— EXERCISE TASK —
Answer these questions about the darcs rebase feedback post:
1. On what date was the post sent?
2. What command does the post propose for listing suspended patches?
3. Which option does the post say should be added to "darcs pull"?

— DOCUMENT EXTRACT —
^^^^^^^^^^^^^^^^

[darcs-users] rebase feedback and amend-record flexibility
Michael Hendricks
michael at ndrix.org
Mon Apr 2 16:09:24 UTC 2012
I've been playing with the rebase branch for the last couple weeks. Here's
a lengthy brain dump. If you're interested in more explanation for any
particular point, let me know.
- suspend and unsuspend
- have proven very useful
- would be good building blocks for branch, rebase and stash plugins
- should be top-level commands like record/unrecord, pull/unpull,
revert/unrevert
- are too low level to satisfactorily solve the deep amend problem
for users
- need a way to list suspended patches (darcs changes --suspended?)
- pull
- should be "darcs pull --suspend-conflicts"
- even better would be "darcs pull
--conflicts={mark,allow,disallow,skip,suspend-ours,suspend-theirs}"
- suspending conflicted patches might offer more pleasant conflict
resolution, one offender at a time
- obliterate
- should be "darcs obliterate --suspended"?

^^^^^^^^^^^^^^^^

— SUPPLIED ENTRIES —
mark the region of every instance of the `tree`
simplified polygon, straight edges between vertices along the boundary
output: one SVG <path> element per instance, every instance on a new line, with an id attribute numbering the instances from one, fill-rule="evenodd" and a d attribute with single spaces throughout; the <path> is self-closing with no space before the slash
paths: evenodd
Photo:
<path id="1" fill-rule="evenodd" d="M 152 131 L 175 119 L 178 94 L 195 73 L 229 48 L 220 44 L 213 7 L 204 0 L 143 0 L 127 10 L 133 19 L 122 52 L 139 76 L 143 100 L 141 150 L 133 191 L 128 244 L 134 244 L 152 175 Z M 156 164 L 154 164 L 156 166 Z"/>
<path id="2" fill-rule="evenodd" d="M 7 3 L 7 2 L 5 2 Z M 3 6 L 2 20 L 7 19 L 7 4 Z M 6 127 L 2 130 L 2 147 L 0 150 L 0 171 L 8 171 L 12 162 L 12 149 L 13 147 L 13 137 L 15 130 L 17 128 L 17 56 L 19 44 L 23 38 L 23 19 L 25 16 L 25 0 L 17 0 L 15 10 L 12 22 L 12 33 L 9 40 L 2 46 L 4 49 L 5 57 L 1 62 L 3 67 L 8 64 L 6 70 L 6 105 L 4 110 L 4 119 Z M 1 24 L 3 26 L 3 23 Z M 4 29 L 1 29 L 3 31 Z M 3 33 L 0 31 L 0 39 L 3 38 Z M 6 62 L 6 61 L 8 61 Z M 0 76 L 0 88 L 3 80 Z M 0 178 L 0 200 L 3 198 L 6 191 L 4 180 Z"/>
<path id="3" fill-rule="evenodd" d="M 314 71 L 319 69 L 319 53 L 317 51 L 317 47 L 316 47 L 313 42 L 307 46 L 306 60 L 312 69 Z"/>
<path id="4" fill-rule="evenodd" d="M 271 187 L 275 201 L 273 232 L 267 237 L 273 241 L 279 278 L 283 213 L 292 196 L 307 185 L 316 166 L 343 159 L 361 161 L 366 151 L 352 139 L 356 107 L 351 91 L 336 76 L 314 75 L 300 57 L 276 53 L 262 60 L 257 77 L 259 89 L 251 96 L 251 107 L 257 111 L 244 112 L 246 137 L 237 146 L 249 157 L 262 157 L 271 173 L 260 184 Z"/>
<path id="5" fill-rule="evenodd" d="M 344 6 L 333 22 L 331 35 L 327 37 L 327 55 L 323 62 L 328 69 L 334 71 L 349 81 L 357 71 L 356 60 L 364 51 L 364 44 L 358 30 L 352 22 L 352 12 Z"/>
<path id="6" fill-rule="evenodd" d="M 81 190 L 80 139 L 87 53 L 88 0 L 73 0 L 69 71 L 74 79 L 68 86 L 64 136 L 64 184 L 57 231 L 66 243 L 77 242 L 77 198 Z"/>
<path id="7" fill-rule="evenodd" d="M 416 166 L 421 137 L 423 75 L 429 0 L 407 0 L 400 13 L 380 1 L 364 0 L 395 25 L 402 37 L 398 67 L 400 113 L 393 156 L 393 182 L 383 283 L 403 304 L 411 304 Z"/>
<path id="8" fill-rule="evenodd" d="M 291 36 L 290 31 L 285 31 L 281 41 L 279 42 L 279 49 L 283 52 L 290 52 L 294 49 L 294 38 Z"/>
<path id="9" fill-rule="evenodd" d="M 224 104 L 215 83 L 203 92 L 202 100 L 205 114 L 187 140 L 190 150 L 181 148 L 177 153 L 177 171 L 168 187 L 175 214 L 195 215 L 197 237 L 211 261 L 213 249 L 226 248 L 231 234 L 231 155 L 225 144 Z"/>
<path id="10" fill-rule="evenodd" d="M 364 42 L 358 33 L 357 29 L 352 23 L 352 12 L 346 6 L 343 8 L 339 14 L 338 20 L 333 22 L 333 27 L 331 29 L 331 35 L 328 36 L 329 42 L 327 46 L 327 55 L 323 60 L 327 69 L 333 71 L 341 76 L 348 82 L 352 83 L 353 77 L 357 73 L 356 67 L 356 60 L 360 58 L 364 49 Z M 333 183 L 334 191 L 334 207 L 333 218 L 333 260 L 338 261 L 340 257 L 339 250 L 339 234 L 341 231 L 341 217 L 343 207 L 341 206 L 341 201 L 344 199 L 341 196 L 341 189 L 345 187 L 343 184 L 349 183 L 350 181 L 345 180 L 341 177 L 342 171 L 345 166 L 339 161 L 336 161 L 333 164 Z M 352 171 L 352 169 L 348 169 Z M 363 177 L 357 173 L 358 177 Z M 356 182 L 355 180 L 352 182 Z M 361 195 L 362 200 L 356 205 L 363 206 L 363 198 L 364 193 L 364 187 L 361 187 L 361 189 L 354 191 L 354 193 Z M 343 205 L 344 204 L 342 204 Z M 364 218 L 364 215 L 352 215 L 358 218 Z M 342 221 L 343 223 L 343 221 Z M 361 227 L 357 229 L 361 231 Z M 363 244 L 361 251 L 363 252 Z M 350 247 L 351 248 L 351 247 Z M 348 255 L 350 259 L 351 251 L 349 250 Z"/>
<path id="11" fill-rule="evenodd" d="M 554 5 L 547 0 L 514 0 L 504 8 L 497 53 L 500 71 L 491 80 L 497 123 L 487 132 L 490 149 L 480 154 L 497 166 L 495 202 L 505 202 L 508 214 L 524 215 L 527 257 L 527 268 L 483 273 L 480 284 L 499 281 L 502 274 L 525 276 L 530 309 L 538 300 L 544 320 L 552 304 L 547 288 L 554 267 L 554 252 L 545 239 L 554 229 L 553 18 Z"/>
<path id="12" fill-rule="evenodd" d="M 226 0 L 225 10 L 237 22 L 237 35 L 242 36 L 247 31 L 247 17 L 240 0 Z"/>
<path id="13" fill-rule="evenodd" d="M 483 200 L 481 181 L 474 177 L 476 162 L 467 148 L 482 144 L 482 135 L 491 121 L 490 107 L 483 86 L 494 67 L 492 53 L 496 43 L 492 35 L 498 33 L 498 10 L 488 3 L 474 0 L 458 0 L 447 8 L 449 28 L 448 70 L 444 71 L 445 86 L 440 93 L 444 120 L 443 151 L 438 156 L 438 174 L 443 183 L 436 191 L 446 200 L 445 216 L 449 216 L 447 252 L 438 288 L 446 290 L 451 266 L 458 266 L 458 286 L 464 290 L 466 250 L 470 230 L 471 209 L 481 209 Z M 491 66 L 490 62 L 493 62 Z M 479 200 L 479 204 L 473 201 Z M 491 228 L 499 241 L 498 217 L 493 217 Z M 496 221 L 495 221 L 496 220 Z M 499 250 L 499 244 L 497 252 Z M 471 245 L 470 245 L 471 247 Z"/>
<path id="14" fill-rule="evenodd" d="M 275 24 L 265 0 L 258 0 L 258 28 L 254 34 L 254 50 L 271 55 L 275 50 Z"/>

^^^^^^^^^^^^^^^^

— EXERCISE RESULT —
1. Monday, April 2, 2012
2. "darcs changes --suspended"
3. "--suspend-conflicts"